**Task instructions**
Each line that includes "pixels" must be copied from the records.

** Data extracts follows **

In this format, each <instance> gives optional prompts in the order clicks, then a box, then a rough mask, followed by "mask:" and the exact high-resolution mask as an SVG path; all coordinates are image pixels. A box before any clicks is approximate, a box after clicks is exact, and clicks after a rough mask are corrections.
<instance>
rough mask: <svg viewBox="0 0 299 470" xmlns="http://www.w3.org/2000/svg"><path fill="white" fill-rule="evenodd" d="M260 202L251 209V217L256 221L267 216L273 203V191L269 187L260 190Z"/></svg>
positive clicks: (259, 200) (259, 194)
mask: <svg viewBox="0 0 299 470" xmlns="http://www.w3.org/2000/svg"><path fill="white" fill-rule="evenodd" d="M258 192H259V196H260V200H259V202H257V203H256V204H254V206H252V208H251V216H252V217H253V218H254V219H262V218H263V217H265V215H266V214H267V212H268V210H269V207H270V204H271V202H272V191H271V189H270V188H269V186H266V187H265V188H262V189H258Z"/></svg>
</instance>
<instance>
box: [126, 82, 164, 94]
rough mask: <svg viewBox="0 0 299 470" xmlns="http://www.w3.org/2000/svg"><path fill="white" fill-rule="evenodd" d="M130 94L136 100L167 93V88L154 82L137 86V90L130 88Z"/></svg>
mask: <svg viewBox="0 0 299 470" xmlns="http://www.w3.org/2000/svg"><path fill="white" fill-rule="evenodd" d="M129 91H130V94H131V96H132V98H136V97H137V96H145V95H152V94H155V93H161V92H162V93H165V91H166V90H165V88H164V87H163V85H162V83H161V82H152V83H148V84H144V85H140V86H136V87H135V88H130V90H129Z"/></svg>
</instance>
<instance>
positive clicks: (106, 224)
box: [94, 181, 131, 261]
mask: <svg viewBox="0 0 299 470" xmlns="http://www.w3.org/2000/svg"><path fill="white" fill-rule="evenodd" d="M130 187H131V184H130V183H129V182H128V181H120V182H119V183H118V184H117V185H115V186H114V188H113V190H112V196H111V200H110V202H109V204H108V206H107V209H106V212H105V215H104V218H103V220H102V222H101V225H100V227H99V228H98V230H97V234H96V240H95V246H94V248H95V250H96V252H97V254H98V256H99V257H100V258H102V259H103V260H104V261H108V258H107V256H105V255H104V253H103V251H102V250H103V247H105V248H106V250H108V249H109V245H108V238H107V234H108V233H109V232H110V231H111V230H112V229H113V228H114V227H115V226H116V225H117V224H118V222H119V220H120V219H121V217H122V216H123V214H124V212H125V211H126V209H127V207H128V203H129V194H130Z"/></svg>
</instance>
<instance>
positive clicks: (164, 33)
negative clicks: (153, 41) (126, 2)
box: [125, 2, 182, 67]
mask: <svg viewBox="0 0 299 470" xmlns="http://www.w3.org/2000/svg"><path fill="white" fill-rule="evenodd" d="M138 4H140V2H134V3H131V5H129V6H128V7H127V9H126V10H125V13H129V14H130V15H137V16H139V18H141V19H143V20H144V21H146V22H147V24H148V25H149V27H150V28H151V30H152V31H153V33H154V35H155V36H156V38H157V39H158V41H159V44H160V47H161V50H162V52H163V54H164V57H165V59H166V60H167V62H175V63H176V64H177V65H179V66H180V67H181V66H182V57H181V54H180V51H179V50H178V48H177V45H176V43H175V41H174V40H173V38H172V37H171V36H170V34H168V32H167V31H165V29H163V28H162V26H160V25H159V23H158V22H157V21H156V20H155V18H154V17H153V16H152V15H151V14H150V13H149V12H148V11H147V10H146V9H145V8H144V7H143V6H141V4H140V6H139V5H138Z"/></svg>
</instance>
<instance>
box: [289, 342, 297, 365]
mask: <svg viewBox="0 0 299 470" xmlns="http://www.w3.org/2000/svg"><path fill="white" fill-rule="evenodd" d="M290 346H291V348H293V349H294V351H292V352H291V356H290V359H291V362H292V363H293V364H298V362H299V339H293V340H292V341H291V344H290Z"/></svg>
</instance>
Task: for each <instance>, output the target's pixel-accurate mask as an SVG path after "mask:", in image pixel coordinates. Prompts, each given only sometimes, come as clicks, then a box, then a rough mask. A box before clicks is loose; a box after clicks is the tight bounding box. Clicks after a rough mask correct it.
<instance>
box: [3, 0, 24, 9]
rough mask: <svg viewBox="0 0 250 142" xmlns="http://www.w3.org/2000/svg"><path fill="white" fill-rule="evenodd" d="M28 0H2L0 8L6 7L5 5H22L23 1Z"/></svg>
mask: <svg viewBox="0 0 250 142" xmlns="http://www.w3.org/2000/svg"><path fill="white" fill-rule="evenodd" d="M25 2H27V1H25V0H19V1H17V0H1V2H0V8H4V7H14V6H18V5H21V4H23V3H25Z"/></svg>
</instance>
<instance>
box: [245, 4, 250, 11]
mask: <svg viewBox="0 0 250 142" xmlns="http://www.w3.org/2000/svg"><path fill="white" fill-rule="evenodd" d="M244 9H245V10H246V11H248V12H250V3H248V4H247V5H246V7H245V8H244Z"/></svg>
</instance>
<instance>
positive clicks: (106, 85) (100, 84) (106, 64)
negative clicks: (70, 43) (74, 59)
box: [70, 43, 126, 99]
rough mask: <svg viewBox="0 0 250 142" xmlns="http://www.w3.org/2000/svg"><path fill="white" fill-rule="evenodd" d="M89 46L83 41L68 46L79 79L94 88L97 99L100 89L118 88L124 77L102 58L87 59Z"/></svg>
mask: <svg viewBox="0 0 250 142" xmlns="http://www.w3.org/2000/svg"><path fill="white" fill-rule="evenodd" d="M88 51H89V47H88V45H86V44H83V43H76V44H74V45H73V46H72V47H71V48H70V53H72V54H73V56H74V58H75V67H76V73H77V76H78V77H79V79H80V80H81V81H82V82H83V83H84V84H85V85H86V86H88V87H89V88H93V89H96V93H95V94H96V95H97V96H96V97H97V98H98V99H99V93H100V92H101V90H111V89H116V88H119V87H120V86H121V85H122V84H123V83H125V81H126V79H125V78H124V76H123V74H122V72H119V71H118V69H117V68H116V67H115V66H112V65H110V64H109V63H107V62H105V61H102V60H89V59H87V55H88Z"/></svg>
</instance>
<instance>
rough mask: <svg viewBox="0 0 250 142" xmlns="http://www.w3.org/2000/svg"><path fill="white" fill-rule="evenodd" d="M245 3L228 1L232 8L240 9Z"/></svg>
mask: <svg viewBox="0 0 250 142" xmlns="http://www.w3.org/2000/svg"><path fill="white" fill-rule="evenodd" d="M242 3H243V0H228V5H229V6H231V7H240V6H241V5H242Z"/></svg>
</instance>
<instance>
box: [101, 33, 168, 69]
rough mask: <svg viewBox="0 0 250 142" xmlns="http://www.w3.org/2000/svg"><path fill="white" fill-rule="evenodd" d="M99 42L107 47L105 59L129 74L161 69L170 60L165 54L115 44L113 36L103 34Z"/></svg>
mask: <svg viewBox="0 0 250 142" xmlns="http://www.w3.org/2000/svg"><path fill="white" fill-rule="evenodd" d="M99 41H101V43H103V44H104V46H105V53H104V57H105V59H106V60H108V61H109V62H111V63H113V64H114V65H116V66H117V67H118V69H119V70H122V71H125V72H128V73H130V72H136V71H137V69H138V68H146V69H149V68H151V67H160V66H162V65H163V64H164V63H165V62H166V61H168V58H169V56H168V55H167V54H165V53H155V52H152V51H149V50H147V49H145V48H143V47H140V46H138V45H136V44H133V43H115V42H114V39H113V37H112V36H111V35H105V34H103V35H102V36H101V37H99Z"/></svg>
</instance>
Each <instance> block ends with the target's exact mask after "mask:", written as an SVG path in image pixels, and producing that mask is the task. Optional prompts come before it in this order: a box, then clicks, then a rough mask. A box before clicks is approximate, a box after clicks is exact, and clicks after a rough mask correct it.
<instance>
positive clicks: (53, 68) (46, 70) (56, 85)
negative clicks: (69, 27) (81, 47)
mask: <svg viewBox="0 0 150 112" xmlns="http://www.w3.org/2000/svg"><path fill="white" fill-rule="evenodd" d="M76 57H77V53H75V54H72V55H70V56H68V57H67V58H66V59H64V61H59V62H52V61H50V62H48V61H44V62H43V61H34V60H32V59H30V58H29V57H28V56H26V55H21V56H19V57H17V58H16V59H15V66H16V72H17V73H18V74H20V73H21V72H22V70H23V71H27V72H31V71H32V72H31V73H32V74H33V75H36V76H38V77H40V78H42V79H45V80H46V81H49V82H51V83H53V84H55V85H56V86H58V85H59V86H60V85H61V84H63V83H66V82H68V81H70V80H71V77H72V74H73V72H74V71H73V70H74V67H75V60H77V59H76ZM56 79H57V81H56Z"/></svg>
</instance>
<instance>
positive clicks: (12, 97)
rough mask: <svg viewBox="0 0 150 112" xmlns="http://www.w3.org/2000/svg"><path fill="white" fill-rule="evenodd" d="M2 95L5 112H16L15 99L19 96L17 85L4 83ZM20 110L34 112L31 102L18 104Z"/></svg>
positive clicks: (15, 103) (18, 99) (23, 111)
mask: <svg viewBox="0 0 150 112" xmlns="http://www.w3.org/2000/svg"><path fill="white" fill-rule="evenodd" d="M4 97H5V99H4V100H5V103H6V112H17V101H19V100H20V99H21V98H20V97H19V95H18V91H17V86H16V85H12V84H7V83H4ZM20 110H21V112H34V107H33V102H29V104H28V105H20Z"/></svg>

** End of Data extracts **

**Response**
In this format, each <instance> gives optional prompts in the order clicks, then a box, then a rough mask, followed by "mask:" and the exact high-resolution mask as an SVG path; all coordinates are image pixels. A box before any clicks is approximate, a box after clicks is exact, and clicks after a rough mask are corrections.
Each <instance> block ends with the target's exact mask after "mask:", written as an SVG path in image pixels, and producing that mask is the task. Optional prompts come before it in this order: a box, then clicks, then a rough mask. A box before clicks is approximate, a box after clicks is exact, and clicks after a rough mask correct it.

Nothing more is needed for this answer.